*TO BE DONE*:
#1 In the mailing-list thread, what robots meta tag content did the site have that kept the crawler from ingesting it?
#2 In the rows, reproduce the stretch from the line containing "railway yard, which" through the line containing "x=75, y=101", character for character.

*READING TEXT*:
You are viewing a plain text version of this content. The canonical link for it is here.

Posted to user@manifoldcf.apache.org by "Wunderlich, Tobias" <to...@igd-r.fraunhofer.de> on 2011/10/06 13:18:02 UTC

MCF 0.3 - WebCrawlerConnector - Ingestion Problems

Hey guys,

I try to crawl a website generated with a Mediawiki-extension and always get the message:

"[WebcrawlerConnector.java:1312] - WEB: Decided not to ingest 'http://wiki.<host>/index.php?title=Spezial%3AAlle+Seiten&from=p&to=s&namespace=0' because it did not match ingestability criteria"

Seed-url: 'http://wiki.<host>/index.php?title=Spezial%3AAlle+Seiten&from=p&to=s&namespace=0
Inclusions (crawl and index): .*
Exclusions: none

Other sites are crawled without problems, so I'm wondering what those ingestability criteria exactly are.

Best regards,
Tobias

AW: MCF 0.3 - WebCrawlerConnector - Ingestion Problems

Posted by "Wunderlich, Tobias" <to...@igd-r.fraunhofer.de>.

Hey Karl,

thanks for your reply ...

I found the reason The crawler didn't want to ingest the site, it was none of your mentioned criteria ... the site simply didn't want to be seeded or indexed:

<html>
	<head>
		...
		<meta name="robots" content="noindex,nofollow" />
		...
	</head>
	...
</html>


Tobias


-----Ursprüngliche Nachricht-----
Von: Karl Wright [mailto:daddywri@gmail.com] 
Gesendet: Donnerstag, 6. Oktober 2011 16:42
An: connectors-user@incubator.apache.org
Betreff: Re: MCF 0.3 - WebCrawlerConnector - Ingestion Problems

Hi Tobias,

Sorry for the delay.

*DATA PROVIDED*:

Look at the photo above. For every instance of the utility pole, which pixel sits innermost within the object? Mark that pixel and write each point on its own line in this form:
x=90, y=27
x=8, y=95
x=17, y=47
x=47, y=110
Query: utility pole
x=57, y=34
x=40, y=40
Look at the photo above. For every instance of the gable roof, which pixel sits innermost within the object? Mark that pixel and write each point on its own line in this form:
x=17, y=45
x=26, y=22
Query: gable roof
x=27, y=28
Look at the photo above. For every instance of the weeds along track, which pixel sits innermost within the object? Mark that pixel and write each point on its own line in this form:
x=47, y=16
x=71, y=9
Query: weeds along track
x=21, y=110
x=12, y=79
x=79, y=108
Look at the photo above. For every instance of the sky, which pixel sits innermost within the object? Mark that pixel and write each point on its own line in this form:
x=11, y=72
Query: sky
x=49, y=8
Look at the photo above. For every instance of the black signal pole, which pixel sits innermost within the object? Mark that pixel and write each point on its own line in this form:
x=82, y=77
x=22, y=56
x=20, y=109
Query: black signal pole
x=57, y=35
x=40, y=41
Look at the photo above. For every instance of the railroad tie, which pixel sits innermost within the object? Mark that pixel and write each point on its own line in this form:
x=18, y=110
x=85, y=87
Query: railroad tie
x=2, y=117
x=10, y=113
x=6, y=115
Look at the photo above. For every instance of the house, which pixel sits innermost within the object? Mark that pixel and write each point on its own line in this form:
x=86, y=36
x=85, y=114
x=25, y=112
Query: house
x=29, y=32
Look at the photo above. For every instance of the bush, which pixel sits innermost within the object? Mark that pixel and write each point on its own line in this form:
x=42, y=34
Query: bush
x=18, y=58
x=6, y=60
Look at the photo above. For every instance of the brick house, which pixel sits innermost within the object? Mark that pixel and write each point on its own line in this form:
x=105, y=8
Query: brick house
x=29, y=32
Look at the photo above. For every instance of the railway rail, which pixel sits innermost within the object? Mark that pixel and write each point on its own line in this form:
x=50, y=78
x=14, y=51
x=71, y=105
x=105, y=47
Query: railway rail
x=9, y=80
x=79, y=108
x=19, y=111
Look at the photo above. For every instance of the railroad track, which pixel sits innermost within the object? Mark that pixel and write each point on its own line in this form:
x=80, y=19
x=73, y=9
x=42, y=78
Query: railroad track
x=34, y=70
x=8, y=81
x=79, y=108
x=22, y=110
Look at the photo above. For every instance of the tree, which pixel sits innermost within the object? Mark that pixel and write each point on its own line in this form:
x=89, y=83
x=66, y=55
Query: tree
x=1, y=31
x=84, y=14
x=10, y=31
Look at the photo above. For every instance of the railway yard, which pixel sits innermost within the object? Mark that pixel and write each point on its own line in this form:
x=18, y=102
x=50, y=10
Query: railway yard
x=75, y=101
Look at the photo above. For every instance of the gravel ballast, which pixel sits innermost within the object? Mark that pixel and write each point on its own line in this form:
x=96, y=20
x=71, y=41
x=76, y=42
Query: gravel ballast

*SOLUTIONS TO THE PROBLEMS*:
#1 noindex,nofollow

#2
Look at the photo above. For every instance of the railway yard, which pixel sits innermost within the object? Mark that pixel and write each point on its own line in this form:
x=18, y=102
x=50, y=10
Query: railway yard
x=75, y=101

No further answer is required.